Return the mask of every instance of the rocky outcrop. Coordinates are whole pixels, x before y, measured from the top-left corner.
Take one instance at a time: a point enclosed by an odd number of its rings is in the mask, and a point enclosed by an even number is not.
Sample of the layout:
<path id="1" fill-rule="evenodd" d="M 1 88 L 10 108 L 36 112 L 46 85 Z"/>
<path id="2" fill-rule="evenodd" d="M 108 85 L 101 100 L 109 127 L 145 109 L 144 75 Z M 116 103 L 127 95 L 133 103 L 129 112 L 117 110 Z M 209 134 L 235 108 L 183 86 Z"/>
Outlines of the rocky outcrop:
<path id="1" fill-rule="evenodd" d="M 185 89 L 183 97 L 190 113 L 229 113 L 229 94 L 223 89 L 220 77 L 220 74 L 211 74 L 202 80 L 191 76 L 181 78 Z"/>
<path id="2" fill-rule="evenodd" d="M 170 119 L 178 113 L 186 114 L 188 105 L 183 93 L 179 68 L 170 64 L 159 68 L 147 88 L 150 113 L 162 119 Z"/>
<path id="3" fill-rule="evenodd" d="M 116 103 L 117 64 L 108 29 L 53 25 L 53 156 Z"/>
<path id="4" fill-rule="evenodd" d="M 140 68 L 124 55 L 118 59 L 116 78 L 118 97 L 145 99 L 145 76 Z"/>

§ **Instructions to follow**: Repeat the item above word for word, with every line and character unchanged.

§ **Solution for this exercise**:
Return the mask of every instance of the rocky outcrop. Coordinates are whole pixels, x before y, measured from the top-left corner.
Take one instance at a time: a point enclosed by an odd number of its rings is in the mask, and a point enclosed by an even number is not.
Sample of the layout:
<path id="1" fill-rule="evenodd" d="M 1 88 L 10 108 L 36 112 L 46 85 Z"/>
<path id="2" fill-rule="evenodd" d="M 108 85 L 101 100 L 109 127 L 145 109 L 144 75 Z M 116 103 L 127 95 L 133 103 L 129 112 L 117 110 Z M 209 134 L 235 108 L 183 86 Z"/>
Outlines of the rocky outcrop:
<path id="1" fill-rule="evenodd" d="M 185 89 L 183 97 L 190 113 L 229 113 L 229 94 L 223 89 L 220 77 L 220 74 L 211 74 L 202 80 L 191 76 L 181 78 Z"/>
<path id="2" fill-rule="evenodd" d="M 170 119 L 178 113 L 186 114 L 188 105 L 183 93 L 179 68 L 170 64 L 159 68 L 147 88 L 150 113 L 162 119 Z"/>
<path id="3" fill-rule="evenodd" d="M 116 103 L 117 64 L 108 29 L 53 25 L 53 156 Z"/>
<path id="4" fill-rule="evenodd" d="M 140 68 L 124 55 L 118 59 L 116 78 L 118 97 L 145 99 L 145 76 Z"/>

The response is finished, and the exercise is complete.